* [Job] Copy out the items below, switching each "receives" to "earns" and changing nothing else.

----------------------------------------

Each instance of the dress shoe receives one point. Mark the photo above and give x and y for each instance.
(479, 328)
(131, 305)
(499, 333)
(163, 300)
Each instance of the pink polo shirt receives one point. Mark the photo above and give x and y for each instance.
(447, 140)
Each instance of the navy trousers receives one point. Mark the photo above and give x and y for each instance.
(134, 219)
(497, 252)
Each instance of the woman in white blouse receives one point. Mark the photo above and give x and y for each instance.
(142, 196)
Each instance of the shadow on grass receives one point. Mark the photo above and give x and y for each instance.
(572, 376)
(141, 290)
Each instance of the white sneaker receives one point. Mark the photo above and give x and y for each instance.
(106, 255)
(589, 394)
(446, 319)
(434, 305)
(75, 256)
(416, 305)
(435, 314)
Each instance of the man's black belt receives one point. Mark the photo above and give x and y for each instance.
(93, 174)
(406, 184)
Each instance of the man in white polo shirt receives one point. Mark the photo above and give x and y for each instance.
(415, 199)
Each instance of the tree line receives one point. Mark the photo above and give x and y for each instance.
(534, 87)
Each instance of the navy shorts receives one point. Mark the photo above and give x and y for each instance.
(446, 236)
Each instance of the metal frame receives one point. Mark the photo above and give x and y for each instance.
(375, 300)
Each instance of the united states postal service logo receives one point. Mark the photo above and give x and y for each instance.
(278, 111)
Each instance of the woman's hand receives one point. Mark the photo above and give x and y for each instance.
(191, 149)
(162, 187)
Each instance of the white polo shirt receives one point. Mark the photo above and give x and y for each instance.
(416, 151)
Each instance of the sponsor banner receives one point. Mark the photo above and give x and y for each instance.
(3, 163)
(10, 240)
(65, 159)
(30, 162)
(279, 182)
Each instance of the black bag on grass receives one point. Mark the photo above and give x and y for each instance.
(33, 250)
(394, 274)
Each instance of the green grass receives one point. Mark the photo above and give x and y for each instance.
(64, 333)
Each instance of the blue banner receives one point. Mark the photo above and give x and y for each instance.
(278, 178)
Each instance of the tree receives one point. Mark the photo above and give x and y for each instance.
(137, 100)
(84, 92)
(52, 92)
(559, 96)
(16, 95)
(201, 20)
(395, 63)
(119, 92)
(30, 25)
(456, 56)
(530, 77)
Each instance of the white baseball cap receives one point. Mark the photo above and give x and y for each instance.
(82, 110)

----------------------------------------

* [Finished answer]
Each instance of the dress shoe earns one point. Mark the photo above and give x and y for each instance.
(479, 328)
(131, 305)
(499, 333)
(163, 300)
Each instance of the pink polo shirt earns one point. Mark the photo above and give x and y for each instance.
(447, 140)
Each instance of the navy trousers earns one point. Mark the photo above and give x and y for each instance.
(134, 219)
(497, 252)
Each instance of the woman in white blouse earns one point. Mark the photo above and give x and y for each instance.
(142, 196)
Each instance of the shadow on grass earns one point. Mark the photo above and give x and y for each instance.
(572, 376)
(141, 290)
Each instance of the white sneaker earns one point. Mark the photo above and give x and y for each instance.
(106, 255)
(589, 394)
(446, 319)
(434, 305)
(75, 256)
(416, 305)
(435, 314)
Each instance of the man's black belt earns one point. Mark the photo above and give x and y for each instance.
(93, 174)
(406, 184)
Each instance of the man in white polo shirt earns one point. Mark the photo above and give x and y for each instance.
(415, 199)
Each instance of the tree line earns one point. Mark the photo above and give x and y for each instance.
(534, 87)
Each instance of the navy shorts earns one point. Mark the photo above and give x and y for each instance.
(446, 236)
Each instance of the metal frame earns one point. Mark the photo above and give x and y for each instance.
(375, 300)
Each instance of the united states postal service logo earns one point. Mark the photo above and give x and y for each instance.
(278, 111)
Each instance of the woman's hand earns one point. Mark the photo above and give x and y for each instance.
(191, 149)
(162, 187)
Each instance of the white polo shirt earns one point. Mark the photo above and give x and y for each instance.
(416, 151)
Each instance of the sponsor banner earns one point. Mark the photo above and give x and y for each instance.
(3, 163)
(10, 240)
(65, 159)
(30, 162)
(279, 182)
Each instance of the black bag on grass earns one point. Mark the photo above and give x and y for each instance.
(33, 250)
(394, 274)
Each instance of the green grass earns one point. Mark the photo above and give x and y for each instance.
(64, 333)
Each instance of the blue banner earns one point. Mark the photo above and give x and y for each instance.
(278, 178)
Each instance of the tree earns one point. Mark the photo above and give x and y for each instance.
(137, 100)
(84, 92)
(52, 92)
(559, 96)
(16, 95)
(201, 20)
(395, 63)
(119, 92)
(30, 25)
(456, 56)
(530, 77)
Each instance of the white baseball cap earns one point. Mark the photo above and give x and y for each instance.
(82, 110)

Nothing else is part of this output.